▶ Exercise 1:
Condense the paragraph of the Pilot Butte infrastructure text that begins "In July 2020, Pilot Butte council" into a short list of its main facts.
▶ Exercise 2:
Extend the Pilot Butte infrastructure text with a paragraph that follows on from its final one.
─── Selected extract ───
In 2014, Pilot Butte opened a new water treatment and sewage disposal facility. Wastewater plant upgrades along with the expansion and upgrade of the existing lagoon took place in 2017.
The 2014 Official Community Plan indicates there is an expectation continued growth will result in increased traffic volumes, and town road and traffic studies will need to be completed. An updated draft OCP will be released for public feedback at the end of March and an asset management plan for roadways is currently being updated, a follow-up email to the town stated.
“That’s why can grow, because we have positioned (ourselves) for growth, investing in our infrastructure,” Chorney said.
In July 2020, Pilot Butte council also authorized the town to borrow up to $3.9 million to complete planned upgrades to the local wastewater system. Town administrator Allen Mullen told The Forum at the time that the borrowing was intended to prepare the town for up to 30 years of future population growth.
─── Data ───
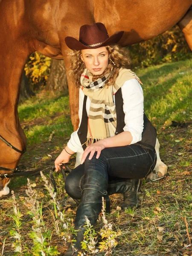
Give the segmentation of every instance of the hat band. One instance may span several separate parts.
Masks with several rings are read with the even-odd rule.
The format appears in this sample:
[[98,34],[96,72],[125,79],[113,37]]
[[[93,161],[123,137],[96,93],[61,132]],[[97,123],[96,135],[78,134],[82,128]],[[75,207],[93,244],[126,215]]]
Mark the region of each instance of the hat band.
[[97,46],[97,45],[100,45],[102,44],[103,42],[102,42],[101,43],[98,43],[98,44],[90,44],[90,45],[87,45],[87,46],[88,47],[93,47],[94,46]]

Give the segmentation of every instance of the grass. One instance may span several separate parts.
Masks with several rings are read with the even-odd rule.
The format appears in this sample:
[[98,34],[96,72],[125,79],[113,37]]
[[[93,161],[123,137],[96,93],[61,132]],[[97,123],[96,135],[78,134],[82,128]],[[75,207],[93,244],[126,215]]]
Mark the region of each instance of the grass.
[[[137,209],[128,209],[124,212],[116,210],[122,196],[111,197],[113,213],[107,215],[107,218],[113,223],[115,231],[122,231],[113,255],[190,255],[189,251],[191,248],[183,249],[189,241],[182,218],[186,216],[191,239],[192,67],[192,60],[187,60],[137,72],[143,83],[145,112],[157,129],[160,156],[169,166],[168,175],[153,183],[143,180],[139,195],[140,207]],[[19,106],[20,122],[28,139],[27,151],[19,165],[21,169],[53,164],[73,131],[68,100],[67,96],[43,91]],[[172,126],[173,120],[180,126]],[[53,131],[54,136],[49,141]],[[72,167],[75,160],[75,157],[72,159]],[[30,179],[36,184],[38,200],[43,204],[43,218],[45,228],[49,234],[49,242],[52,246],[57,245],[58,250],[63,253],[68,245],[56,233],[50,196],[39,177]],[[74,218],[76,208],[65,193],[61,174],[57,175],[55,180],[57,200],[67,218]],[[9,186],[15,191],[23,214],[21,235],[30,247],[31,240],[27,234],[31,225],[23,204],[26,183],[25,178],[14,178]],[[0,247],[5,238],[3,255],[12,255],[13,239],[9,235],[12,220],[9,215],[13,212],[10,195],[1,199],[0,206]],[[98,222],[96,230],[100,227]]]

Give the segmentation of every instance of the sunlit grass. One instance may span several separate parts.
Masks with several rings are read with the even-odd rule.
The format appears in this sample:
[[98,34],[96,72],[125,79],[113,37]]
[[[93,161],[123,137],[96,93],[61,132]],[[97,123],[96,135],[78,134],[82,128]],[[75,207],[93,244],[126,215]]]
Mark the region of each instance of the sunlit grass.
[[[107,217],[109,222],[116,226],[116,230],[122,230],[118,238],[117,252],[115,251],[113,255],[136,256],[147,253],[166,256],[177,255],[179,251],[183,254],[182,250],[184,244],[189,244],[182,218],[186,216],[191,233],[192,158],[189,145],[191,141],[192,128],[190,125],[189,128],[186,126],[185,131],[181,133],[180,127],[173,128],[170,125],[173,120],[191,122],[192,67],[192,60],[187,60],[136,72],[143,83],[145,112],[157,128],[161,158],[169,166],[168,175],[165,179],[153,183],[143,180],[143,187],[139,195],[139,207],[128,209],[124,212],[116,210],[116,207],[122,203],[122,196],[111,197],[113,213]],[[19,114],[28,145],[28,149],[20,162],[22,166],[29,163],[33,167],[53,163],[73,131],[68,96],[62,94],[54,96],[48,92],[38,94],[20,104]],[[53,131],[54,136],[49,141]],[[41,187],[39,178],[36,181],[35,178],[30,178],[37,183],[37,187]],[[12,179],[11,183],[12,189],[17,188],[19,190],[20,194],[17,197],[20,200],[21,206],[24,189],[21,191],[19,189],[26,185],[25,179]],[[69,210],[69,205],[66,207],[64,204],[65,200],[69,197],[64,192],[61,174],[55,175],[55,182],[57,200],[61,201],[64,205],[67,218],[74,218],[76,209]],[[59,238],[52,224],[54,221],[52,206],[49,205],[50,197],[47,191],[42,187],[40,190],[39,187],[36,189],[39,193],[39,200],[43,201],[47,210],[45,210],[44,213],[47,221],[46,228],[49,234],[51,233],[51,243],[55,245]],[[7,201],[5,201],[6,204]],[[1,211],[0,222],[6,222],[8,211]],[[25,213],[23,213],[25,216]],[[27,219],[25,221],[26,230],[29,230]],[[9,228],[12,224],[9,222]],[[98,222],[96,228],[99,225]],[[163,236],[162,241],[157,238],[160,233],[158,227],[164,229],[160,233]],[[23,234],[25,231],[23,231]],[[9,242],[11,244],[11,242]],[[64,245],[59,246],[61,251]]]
───
─── Data ───
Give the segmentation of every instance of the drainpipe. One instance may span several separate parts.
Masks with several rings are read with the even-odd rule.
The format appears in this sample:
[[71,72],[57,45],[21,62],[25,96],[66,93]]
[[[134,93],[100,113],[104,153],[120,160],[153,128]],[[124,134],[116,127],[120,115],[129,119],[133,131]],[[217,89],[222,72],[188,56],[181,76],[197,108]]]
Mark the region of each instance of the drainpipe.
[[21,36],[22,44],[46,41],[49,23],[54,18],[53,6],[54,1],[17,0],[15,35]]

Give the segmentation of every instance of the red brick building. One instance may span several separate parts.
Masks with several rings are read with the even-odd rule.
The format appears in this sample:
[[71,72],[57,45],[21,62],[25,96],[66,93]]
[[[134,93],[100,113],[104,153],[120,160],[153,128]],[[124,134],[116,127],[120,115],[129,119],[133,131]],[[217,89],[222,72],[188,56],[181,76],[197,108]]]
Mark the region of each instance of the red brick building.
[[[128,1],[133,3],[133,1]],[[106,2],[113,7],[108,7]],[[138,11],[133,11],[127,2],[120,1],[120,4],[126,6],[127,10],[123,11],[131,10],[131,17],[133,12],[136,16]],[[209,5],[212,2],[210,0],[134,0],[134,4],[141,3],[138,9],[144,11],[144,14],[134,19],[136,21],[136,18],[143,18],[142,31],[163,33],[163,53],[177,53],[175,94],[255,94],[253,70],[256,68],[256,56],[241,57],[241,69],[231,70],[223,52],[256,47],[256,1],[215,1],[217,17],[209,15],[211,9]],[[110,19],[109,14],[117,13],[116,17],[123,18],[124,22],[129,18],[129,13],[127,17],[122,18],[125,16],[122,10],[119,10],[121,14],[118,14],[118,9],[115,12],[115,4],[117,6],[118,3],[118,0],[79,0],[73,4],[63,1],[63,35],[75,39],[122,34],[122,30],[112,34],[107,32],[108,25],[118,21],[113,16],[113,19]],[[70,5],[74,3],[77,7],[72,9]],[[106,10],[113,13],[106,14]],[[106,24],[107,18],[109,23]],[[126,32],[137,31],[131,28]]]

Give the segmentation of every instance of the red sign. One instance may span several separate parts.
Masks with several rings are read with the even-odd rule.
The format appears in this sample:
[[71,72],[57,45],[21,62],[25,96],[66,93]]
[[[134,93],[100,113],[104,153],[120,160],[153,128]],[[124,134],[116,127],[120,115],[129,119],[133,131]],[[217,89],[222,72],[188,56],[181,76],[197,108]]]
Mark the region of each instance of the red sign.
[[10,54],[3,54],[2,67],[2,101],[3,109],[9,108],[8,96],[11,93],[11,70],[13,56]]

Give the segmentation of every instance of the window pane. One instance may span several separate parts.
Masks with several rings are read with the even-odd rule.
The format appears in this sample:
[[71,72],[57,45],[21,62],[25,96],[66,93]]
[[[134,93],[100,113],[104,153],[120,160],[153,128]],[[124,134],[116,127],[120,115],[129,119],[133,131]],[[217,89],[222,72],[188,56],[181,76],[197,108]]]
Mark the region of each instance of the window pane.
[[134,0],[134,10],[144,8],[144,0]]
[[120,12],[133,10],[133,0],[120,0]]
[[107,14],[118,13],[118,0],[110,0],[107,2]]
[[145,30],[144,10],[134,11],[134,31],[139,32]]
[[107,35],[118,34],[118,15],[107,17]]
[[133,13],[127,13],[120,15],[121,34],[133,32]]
───
▶ Response 1:
- July 2020: Pilot Butte council authorized the town to borrow up to $3.9 million.
- Purpose: to complete planned upgrades to the local wastewater system.
- Town administrator Allen Mullen told The Forum that the borrowing was meant to prepare the town for up to 30 years of future population growth.

▶ Response 2:
“Our population couldn’t continue to grow until we had a new sewer system … so right now we’re doing an expansion,” Mullen said at the time. “(Without the upgrades) I think it would have really stopped all developments so I think the water and the sewer are going to be able to support a population of close to nine, 10,000 people. It’s for our long-term growth … so that we don’t just piecemeal it. And it’s a very good system.”
Population growth also means increased pressure on the available space at Pilot Butte Elementary School, which had a projected enrolment of 443 for the 2021-22 year as detailed in the Prairie School Division’s 2020-21 strategic plan. Enrolment numbers as of Sept. 30, 2021 showed the actual enrolment number was 492.
Chorney said modular units have not been added to the school and an email from Prairie Valley School Division noted that “the capacity of Pilot Butte School would range between 475 and 500 students. At the higher end of that range, some non-classroom spaces like science labs and libraries could be used as additional classrooms. Although there are no immediate plans for a new school in Pilot Butte, Prairie Valley School Division is planning for an additional modular classroom … completed in time for the start of the 2022-2023 school year.”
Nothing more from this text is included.